Exercise task: Reproduce each of the following records verbatim, omitting the pictures.

● ● ● ●

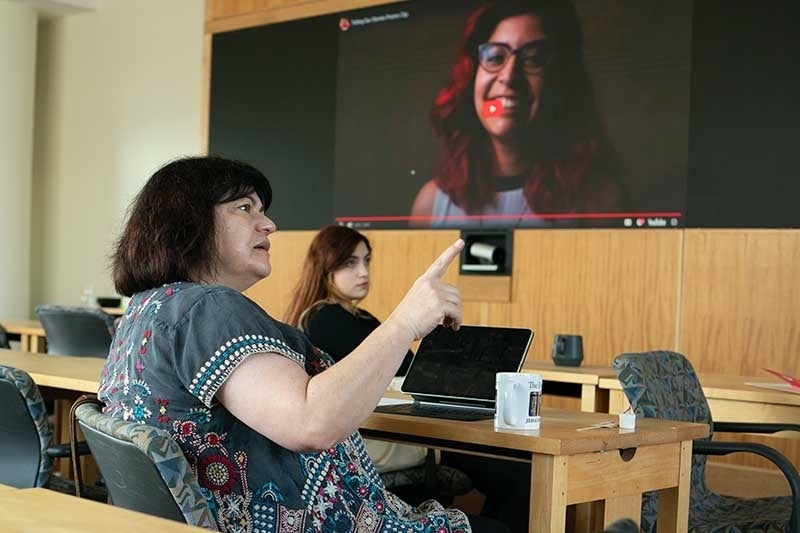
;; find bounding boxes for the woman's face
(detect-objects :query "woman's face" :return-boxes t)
[474,13,545,141]
[208,193,276,291]
[333,241,372,300]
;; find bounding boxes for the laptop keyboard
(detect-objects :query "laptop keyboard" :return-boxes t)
[375,403,494,420]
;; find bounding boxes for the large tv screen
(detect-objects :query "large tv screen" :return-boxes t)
[209,0,797,229]
[209,0,692,229]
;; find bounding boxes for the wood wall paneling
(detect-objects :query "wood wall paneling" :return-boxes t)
[679,230,800,374]
[508,230,682,365]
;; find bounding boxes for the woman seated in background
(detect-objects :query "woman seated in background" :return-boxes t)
[284,226,414,376]
[285,226,471,503]
[99,157,502,533]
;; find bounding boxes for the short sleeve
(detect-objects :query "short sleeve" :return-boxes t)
[174,287,311,407]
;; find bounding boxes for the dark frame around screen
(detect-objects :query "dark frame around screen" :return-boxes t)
[209,0,800,229]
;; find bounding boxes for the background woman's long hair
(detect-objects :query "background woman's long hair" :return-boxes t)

● ● ● ●

Exercise result:
;; find bounding boxes for the woman's face
(detect-objects :query "woman's face" :return-boxes t)
[474,13,545,141]
[208,193,276,291]
[333,241,372,300]
;; find bounding boxes for the laptop keyboard
(detect-objects :query "laptop keyboard" :return-boxes t)
[375,403,494,420]
;; find bounding boxes for the large tv screen
(detect-objects :query "large tv screen" :return-boxes t)
[209,0,797,229]
[209,0,692,229]
;; find bounding boxes for the wood wall paneling
(detect-objects :query "wood wall paneling" :return-boxes t)
[679,230,800,374]
[508,230,682,365]
;; find bounding boxes for the woman seated in background
(detect-objects :query "woman seated in background" :return-boxes t)
[284,226,414,376]
[285,226,471,503]
[99,157,502,533]
;; find bounding boxes for the short sleeve
(detect-objects :query "short sleeve" :return-boxes t)
[174,287,311,407]
;; find bounding boxes for the dark frame around screen
(detect-objects :query "dark frame around screen" :return-boxes t)
[209,0,800,229]
;; find bounding boxes for the background woman's long hair
(detect-objects :query "background woman's long hair" :return-boxes t)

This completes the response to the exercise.